____ Document section

Sir Geraint Llewellyn EvansCBE (16 February 1922 – 19 September 1992) was a Welshbass-baritone noted for operatic roles including Figaro in Le nozze di Figaro, Papageno in Die Zauberflöte, and the title role in Wozzeck. Evans was especially acclaimed for his performances in the title role of Verdi's Falstaff. He sang more than 70 different roles in a career that lasted from his first appearance at Covent Garden in 1948 to his farewell there in 1984.
Early life
Evans was born in Cilfynydd, the only son of William John Evans (1899–1978), a coal miner, and his wife, Charlotte May, née Thomas (1901–1923). His family was Welsh speaking, and Evans spoke Welsh before he learned English.[1]
On leaving school, aged 14, he worked as a window dresser for the High Class Ladies' Wear store in Pontypridd.[2] He took singing lessons in Cardiff from Idloes Owen, who went on to found the Welsh National Opera, and sang with a local Methodist choir and the local amateur dramatic society. On the outbreak of World War II, he volunteered for the Royal Air Force; he was trained as a radio mechanic, but also took part in services entertainments.[1]
During a career that lasted from his first appearance at Covent Garden in January 1948 to his farewell at the same house in June 1984, Evans played over 70 roles.[5] He made his operatic début as the nightwatchman in Die Meistersinger at the Royal Opera House in 1948 and performed there as Figaro in Mozart's The Marriage of Figaro in 1949, a part which he sang more than 500 times during his international career.[1] It was as Figaro that he made his début at La Scala, Milan in 1960, the first British singer to appear there since the war.[6]
His Vienna Staatsoper début as a last-minute replacement impressed Herbert von Karajan, who offered him a contract with the company, but Evans declined, believing that his place was at Covent Garden, which he always regarded as his operatic home; despite international success he always called himself "Sir David [Webster]'s boy."[5][7]
At the Glyndebourne Festival Opera in 1957, he first played the part with which he became internationally associated: the title role in Verdi's Falstaff,[8] which he later played in opera houses around the world, including Covent Garden (1961, directed and designed by Franco Zeffirelli), the Vienna Staatsoper and the Metropolitan Opera (1964 in another Zeffirelli production). Other roles in which he was celebrated were Beckmesser in Die Meistersinger, Figaro, Don Pizarro in Fidelio, the title role in Don Pasquale, Dulcamara in L'elisir d'amore and Leporello in Don Giovanni. He was an outstanding actor in both comic and tragic roles such as Wozzeck.[9]
Evans's repertoire was in the bass-baritone range such as Don Pizarro, and in Mozart he chose the lower roles - Leporello rather than Don Giovanni, Figaro rather than the Count. Roles higher in the baritone register were not comfortable for him: he never undertook Iago in Otello and his one attempt at the title role in Rigoletto, at Covent Garden in 1964, ended in disaster when his voice failed on the first night, on which occasion he took the unusual step of apologising to the audience at the final curtain.[10]
Evans appeared in the premières of many modern British operas, including Vaughan Williams's Pilgrim's Progress (1951); Britten's Billy Budd (1951) and Gloriana (1953), Walton's Troilus and Cressida (1954), and Hoddinott's The Beach of Falesá (1974) and Murder the Magician (1976). In Billy Budd, Britten wrote much of the title part with Evans in mind, but the singer, after preparing the role, found that it lay uncomfortably high for him and opted for the lesser role of Mr Flint, the Sailing Master.[11] Later in his career, Evans switched to the bass role of the evil John Claggart, Master at Arms.[12]
Recordings and television
Geraint Evans's studio recordings include Falstaff (conducted by Georg Solti); Mozart's Figaro (for both Otto Klemperer and Daniel Barenboim); Guglielmo in Così fan tutte (Klemperer); Ned Keene in Peter Grimes (conducted by the composer); Beckmesser in Die Meistersinger (conducted by Herbert von Karajan); Dulcamara in L'elisir d'amore (conducted by John Pritchard); Wozzeck (conducted by Karl Böhm).

________
____ Data extract

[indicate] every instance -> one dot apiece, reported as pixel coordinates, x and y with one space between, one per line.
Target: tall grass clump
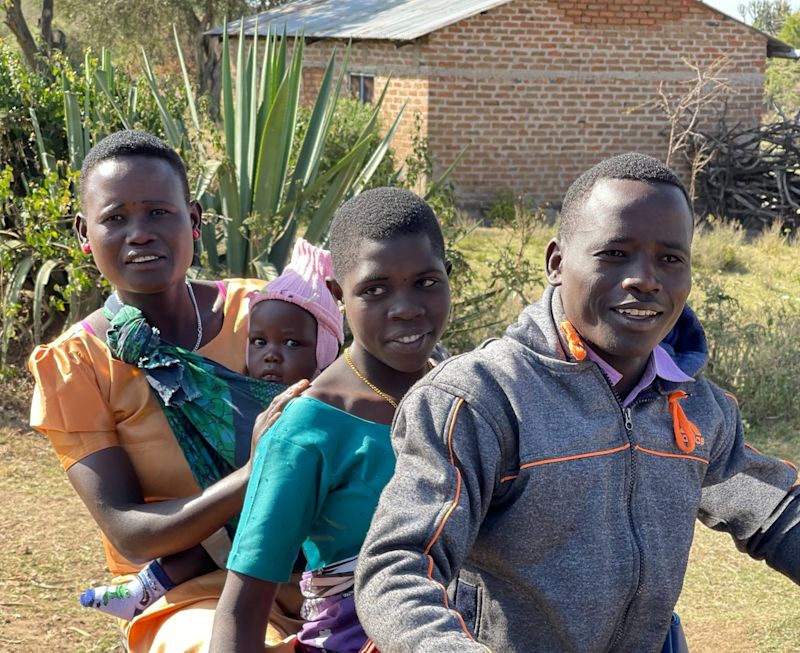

________

From the Geraint Evans biography, copy the stretch from "Sir Geraint Llewellyn" through "there in 1984." word for word.

Sir Geraint Llewellyn EvansCBE (16 February 1922 – 19 September 1992) was a Welshbass-baritone noted for operatic roles including Figaro in Le nozze di Figaro, Papageno in Die Zauberflöte, and the title role in Wozzeck. Evans was especially acclaimed for his performances in the title role of Verdi's Falstaff. He sang more than 70 different roles in a career that lasted from his first appearance at Covent Garden in 1948 to his farewell there in 1984.